*EXERCISE DATA*:
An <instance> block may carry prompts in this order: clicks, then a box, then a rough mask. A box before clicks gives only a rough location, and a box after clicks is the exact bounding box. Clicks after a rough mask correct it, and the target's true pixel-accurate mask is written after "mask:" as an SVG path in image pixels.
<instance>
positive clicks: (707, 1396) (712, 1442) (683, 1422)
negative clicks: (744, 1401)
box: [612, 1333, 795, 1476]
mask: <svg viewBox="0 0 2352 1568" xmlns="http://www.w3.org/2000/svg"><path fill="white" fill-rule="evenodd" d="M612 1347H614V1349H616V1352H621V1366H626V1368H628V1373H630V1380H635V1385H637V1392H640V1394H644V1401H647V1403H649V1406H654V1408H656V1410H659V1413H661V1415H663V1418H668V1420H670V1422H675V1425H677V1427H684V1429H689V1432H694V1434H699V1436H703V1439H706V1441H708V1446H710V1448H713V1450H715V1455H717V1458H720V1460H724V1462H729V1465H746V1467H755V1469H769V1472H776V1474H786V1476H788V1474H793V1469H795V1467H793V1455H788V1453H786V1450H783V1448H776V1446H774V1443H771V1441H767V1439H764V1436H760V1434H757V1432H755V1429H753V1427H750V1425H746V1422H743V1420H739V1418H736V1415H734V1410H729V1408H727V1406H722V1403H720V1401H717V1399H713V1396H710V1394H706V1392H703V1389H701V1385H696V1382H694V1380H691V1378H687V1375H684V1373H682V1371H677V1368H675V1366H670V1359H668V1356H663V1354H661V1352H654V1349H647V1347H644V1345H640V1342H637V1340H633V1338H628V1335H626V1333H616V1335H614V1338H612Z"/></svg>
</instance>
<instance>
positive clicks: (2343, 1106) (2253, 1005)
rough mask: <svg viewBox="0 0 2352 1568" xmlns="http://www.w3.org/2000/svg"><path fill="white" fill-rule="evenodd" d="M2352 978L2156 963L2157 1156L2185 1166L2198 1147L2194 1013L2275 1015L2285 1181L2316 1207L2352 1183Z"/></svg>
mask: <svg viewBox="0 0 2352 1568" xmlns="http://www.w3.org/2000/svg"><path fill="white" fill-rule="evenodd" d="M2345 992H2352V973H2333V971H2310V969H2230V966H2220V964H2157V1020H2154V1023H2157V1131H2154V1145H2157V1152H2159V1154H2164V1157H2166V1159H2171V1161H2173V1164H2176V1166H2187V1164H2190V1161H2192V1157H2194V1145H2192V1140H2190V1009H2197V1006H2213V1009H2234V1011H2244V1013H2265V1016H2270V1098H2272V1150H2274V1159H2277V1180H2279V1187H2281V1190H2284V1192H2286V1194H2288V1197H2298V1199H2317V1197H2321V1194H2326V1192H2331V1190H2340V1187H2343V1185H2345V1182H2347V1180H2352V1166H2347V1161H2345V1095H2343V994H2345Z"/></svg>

*ASSIGNMENT*: Reproduce the lines of the entries above from the one with "positive clicks: (707, 1396)" to the one with "negative clicks: (744, 1401)", both included, exactly and without any other line.

*YOUR SOLUTION*:
positive clicks: (707, 1396) (712, 1442) (683, 1422)
negative clicks: (744, 1401)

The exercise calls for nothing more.